Copy out the data below line for line, leaving the pictures out of your answer.

+++ Data lines +++

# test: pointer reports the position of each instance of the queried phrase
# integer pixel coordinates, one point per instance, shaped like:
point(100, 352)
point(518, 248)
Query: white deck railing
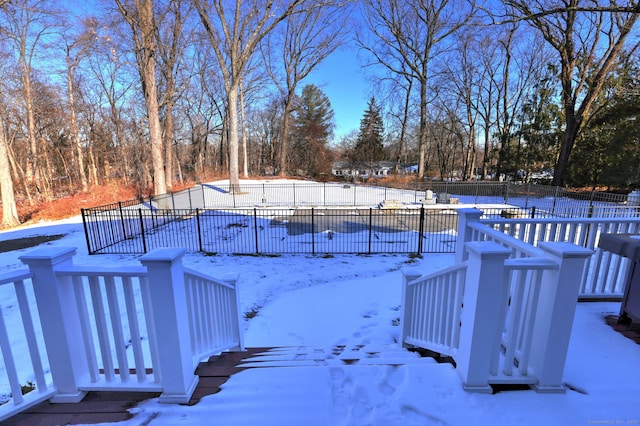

+++

Solution for this exercise:
# test: pointer reports the position of each instance of the queried phrase
# integer pixel coordinates, one point per instance, shaped like:
point(100, 352)
point(518, 248)
Query: white deck railing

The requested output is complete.